### ЗАДАНИЯ
1) Ответьте на вопросы по отрывку о поездке в Иерусалим:
(a) Какой вопрос вставал перед ним каждый раз, когда он брался за перо?
(b) На каком пароходе он отправился в путешествие?
(c) После какого города ему стало лучше и почему?
2) Продолжите отрывок о поездке в Иерусалим с того места, где он обрывается.

Это «нужно», как и расчет и «анализ», все время тормозили чувство и желанье верить и писать, как писал он в молодости, когда ему все само собой удавалось и не останавливал его гложущий вопрос «зачем?», который теперь, как роковое виденье, вставал перед ним каждый раз, как только он брался за перо. «Как полететь воображеньем, если б оно и было, если рассудок на каждом шагу задает вопрос: зачем?..»
В таком состоянии он уезжал в Иерусалим. То был уже не искренний порыв бегства, всегда спасавший и обновлявший его, не толчок изнутри души, всегда безотчетный и верный, а необходимость, долг, исполнение обещаний, раздаренных направо и налево и которых, как говорит он, теперь «стыдно» было бы не выполнить.
Назвался груздем — полезай в кузов. И скрепя сердце взбирается он по трапу на пароход «Капри» и отправляется в путешествие. Он отправляется уже против воли своей, душа черства и холодна, признается он. Лишь после Константинополя, где на пароход село много русских, он почувствовал себя лучше. Он подумал, что все-таки хорошо сделал, что поехал. Тем более и морская стихия на этот раз смирилась и выстелила перед ними ровное зеркало воды, пароход будто не плыл, а летел, подгоняемый легким бризом, и восточное солнце пекло, как на Украине в самые жаркие дни лета. Он снял все черное, облачился в белую поярковую шляпу с широкими полями, светлый сюртук и панталоны. Поля шляпы хорошо скрывали его лицо, но, когда ему нужно было, он приподнимал край и быстро оглядывал физиономии, костюмы, группы и одиночные фигуры.

(Сохранённые записи)
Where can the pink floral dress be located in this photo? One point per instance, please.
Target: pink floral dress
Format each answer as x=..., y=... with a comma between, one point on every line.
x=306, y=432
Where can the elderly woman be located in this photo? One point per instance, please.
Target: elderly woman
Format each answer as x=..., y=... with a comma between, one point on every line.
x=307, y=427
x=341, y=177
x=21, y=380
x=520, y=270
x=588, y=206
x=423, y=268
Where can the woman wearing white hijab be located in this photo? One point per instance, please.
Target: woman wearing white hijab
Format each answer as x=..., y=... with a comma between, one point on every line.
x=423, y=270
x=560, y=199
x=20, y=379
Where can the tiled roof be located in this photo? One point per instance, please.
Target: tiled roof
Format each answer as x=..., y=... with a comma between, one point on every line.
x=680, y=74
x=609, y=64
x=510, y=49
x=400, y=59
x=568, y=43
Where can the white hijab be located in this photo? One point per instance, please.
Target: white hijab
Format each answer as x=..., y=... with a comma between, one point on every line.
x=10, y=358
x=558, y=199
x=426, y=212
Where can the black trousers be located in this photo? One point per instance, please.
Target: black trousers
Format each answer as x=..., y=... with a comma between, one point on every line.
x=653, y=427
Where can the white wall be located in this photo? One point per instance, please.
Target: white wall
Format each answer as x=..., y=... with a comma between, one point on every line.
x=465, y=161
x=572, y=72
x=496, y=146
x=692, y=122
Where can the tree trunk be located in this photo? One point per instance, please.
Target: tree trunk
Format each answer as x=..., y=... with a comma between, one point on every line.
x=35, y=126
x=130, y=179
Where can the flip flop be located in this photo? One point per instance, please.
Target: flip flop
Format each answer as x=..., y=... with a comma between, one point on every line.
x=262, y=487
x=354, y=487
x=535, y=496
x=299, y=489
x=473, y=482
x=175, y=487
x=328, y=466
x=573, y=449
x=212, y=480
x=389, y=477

### ОТВЕТЫ
1)
(a) Вопрос «зачем?».
(b) На пароходе «Капри».
(c) После Константинополя, где на пароход село много русских.

2)
Тут были и греки, и турки, и французы, и англичане, и, наконец, его соотечественники. Возле него все время крутился какой-то русский генерал в темно-синей с коротким капюшоном шинели и красной феске (подлаживался под Восток), но он предпочел ему молодого священника с выговором киевского бурсака, с которым легко сошелся. Как-то вечером, на закате солнца, заговорили о Киеве, Полтаве и Нежине, где тот, оказалось, бывал.
Они настолько сжились за эти часы путешествия, что на Родосе, где пароход сделал стоянку, сошли на берег вдвоем и отправились осмотреть остатки Колосса Родосского. На острове их принял местный православный митрополит, он ласково по-русски приветствовал их и преподнес корзину померанцев из своего сада. Гоголь вглядывался в этот сад, в русское лицо с окладистой — с проседью — бородой, в умные глаза митрополита и думал, что сама судьба сводит его последнее время со священниками.
Последние годы он искал встреч с ними — тут действовали и его новые привязанности, и писательское любопытство. Оно-то, может быть, и мешало ему целиком отдаться тому, чему отдавались эти люди, хотя замечал он в них (даже лучших) и светский интерес, и тщеславие, и неполное служение своему делу. Этот тип как-то выпал из русской литературы, никто почти не касался его, и, размышляя о втором томе своей поэмы, он размышлял и об этом. Была какая-то несправедливость в том, что литература обошла священника. Пушкин, правда, в «Борисе Годунове» изобразил Пимена. Но Пимен — летописец, он записывает то, что было, Гоголь хотел видеть в священнике современный пример, учителя народа и истинного его отца. Когда он думал так о нем, он вспоминал Сергия Радонежского, митрополита Филиппа, грозно обличавшего царя Ивана и других русских людей, которые в этом сане послужили отечеству. Он вез с собой икону Николая-чудотворца — покровителя путешествующих по морю и посуху, — митрополит Родосский перекрестил ее и благословил их.